For Mitchell, fiction was one way he was able to explore that terrible paradox: in war, doctors and nurses heal in order to enable mutilation and death. Even the Cincinnati Lancet and Observer admitted in 1863 that army surgeons were known for their ‘inefficiency, gross carelessness, heartlessness, and dissipation’. Apocryphal stories about patients who ‘in the last agony’ would raise themselves in bed, strike the surgeon, then sink back to die ‘with a smile of contentment’ were based on that reputation. Both Alcott and Mitchell castigated military physicians for heartlessness. In her Hospital Sketches, Alcott claimed that one surgeon revelled in dealing with particularly gross mutilations: ‘A poor private, with both legs off, and shot through the lungs, possessed more attractions for him than a dozen generals, slightly scratched in some ‘mastery retreat’’, she recalled. Similarly, in Mitchell’s novel In War Time (1884), the military surgeon was more upset when he broke his meerschaum pipe than when a soldier-patient died. At the end of this novel, the surgeon (unintentionally) kills one of his patients. For Mitchell, this was a poignant symbol of medicine’s true function in wartime.
In fiction, therefore, Mitchell was able to reconcile different sides to his character: the neurologist whose interests were in objective signs of disease and the civil war physician who cared deeply for the all-too-subjective sufferings of the men he had ministered to. It was only a partial reconciliation. In January 1914, as Mitchell lay dying of influenza complicated by pneumonia, he was tormented by ghostly appearances of the maimed soldiers he had encountered a century earlier. As a close friend reported, on his deathbed, Mitchell’s ‘wandering mind returned to those scenes; his wandering talk was of mutilation and bullets’. When we read ‘The Case of George Dedlow’ and his other works of fiction, ‘every drop of ink is tinctured with the blood of the Civil War’.

__WORK TO COMPLETE__:
**A.** Quote the passage on Mitchell and Civil War medicine, starting with "In fiction, therefore, Mitchell" and going on through "the Civil War’.".
**B.** Answer these questions from the passage on Mitchell and Civil War medicine:
(i) In what year did the Cincinnati Lancet and Observer make its admission about army surgeons?
(ii) What object did the military surgeon in In War Time break?
(iii) What was Mitchell dying of in January 1914?
**C.** Decide whether each statement agrees with the passage on Mitchell and Civil War medicine:
(i) Mitchell's novel In War Time appeared in 1884.
(ii) The reconciliation Mitchell achieved in fiction is described as complete.
(iii) Alcott's account of the surgeon comes from her Hospital Sketches.
The records below come from a separate source.

__EXERCISE DATA__:
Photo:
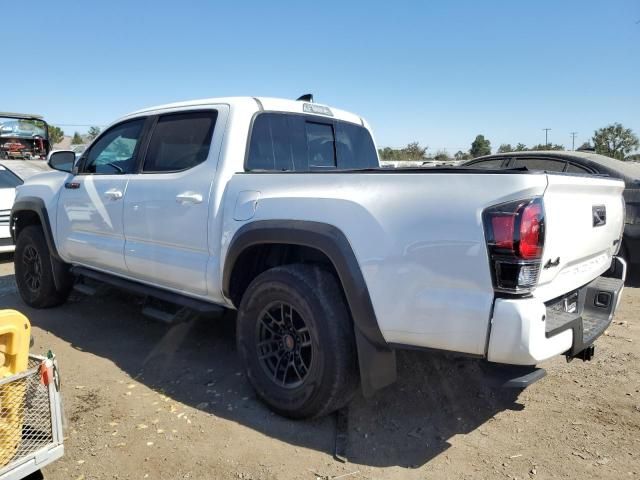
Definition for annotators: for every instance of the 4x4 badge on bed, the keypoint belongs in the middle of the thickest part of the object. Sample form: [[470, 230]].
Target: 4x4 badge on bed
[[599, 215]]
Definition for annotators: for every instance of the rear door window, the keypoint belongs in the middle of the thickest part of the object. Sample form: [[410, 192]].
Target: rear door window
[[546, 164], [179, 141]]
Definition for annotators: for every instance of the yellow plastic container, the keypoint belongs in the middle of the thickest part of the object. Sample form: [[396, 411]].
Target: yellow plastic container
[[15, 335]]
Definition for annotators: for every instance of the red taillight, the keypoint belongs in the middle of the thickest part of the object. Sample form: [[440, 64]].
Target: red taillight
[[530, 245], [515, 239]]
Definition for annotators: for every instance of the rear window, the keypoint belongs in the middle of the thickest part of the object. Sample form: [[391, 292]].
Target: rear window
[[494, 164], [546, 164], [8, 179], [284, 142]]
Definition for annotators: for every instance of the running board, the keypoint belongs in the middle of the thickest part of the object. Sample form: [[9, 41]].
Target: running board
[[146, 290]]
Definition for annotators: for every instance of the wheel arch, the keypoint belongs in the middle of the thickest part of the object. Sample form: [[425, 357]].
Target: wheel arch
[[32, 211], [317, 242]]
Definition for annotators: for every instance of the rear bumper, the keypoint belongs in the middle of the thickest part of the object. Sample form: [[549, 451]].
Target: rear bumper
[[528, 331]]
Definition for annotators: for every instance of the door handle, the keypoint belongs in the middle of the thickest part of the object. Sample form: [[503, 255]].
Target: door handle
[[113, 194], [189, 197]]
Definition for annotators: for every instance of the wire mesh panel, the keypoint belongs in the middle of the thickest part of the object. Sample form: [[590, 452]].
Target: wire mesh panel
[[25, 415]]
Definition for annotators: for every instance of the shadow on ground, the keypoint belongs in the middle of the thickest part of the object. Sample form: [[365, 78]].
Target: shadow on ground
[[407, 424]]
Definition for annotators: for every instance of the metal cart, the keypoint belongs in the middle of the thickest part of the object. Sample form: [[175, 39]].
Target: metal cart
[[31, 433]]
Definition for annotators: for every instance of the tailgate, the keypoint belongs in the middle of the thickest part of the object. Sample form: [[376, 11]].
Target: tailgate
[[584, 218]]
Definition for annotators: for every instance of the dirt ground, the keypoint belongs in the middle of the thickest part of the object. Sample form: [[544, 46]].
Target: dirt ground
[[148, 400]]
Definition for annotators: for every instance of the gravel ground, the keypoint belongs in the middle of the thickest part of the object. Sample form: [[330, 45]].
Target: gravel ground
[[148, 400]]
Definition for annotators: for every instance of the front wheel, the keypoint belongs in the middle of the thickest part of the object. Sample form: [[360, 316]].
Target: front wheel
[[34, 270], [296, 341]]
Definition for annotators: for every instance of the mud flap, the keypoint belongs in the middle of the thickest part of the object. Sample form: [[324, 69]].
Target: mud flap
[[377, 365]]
---
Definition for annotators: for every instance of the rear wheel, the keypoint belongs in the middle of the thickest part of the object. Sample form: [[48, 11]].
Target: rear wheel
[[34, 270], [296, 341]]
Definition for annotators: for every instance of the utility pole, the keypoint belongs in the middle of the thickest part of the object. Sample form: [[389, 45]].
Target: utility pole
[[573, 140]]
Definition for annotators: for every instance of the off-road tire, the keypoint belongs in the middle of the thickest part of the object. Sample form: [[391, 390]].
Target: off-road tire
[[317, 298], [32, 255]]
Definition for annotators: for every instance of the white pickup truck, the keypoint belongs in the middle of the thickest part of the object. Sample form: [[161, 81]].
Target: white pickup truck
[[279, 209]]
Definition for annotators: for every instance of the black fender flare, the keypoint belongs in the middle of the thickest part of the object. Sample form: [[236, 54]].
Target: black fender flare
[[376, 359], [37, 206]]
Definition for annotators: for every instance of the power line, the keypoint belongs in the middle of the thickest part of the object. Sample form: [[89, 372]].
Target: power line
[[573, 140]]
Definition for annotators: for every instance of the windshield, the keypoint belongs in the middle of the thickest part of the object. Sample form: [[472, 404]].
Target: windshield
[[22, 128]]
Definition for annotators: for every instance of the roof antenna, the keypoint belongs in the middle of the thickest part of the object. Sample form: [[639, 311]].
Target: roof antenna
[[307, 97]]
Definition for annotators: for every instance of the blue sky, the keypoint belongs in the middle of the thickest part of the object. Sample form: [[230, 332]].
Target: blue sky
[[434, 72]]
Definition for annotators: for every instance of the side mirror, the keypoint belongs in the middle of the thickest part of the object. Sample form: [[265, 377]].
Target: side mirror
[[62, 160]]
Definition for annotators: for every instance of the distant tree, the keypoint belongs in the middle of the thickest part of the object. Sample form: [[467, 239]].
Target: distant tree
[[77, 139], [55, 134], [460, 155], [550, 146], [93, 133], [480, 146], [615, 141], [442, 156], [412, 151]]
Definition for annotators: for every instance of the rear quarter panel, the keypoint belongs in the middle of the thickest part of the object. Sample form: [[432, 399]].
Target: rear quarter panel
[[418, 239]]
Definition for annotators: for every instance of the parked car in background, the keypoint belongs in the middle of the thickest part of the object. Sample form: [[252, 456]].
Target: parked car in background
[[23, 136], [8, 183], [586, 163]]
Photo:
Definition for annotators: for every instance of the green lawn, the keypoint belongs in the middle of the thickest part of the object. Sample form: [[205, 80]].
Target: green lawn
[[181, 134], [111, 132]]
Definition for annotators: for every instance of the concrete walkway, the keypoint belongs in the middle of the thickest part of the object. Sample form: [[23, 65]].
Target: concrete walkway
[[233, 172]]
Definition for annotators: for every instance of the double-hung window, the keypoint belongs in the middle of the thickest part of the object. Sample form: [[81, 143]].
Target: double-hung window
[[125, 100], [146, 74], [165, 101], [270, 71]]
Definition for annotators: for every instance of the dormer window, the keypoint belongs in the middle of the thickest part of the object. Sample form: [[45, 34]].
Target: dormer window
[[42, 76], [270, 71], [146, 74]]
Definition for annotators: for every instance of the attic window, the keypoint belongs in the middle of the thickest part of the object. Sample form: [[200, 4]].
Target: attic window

__WRITTEN RESPONSES__:
**A.**
In fiction, therefore, Mitchell was able to reconcile different sides to his character: the neurologist whose interests were in objective signs of disease and the civil war physician who cared deeply for the all-too-subjective sufferings of the men he had ministered to. It was only a partial reconciliation. In January 1914, as Mitchell lay dying of influenza complicated by pneumonia, he was tormented by ghostly appearances of the maimed soldiers he had encountered a century earlier. As a close friend reported, on his deathbed, Mitchell’s ‘wandering mind returned to those scenes; his wandering talk was of mutilation and bullets’. When we read ‘The Case of George Dedlow’ and his other works of fiction, ‘every drop of ink is tinctured with the blood of the Civil War’.

**B.**
(i) 1863
(ii) His meerschaum pipe
(iii) Influenza complicated by pneumonia

**C.**
(i) Yes: "Mitchell’s novel In War Time (1884)"
(ii) No: "It was only a partial reconciliation."
(iii) Yes: "In her Hospital Sketches, Alcott claimed that one surgeon revelled in dealing with particularly gross mutilations"